Reproduce verbatim the portion of the records below that runs from the line containing "toenail in the photo above." through the end of the records, inclusive.
--- start of Listed entries ---
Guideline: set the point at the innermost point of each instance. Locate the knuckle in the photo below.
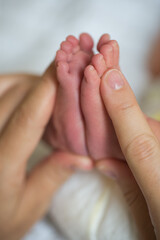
(23, 117)
(142, 147)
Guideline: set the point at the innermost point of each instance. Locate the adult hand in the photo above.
(24, 199)
(13, 89)
(139, 176)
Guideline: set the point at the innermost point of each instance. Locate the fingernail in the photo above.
(114, 79)
(108, 173)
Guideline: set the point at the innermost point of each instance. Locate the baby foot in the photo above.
(101, 138)
(66, 127)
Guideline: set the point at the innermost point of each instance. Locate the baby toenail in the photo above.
(114, 79)
(91, 68)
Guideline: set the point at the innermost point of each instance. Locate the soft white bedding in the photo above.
--- end of Listed entries ---
*The answer:*
Guideline: set the point at the innermost point of each instance. Locate the baby toenail in the photo above.
(114, 79)
(91, 68)
Guideline: set the point at the innermost point of each instance. Locate the soft white bedding in the photo above.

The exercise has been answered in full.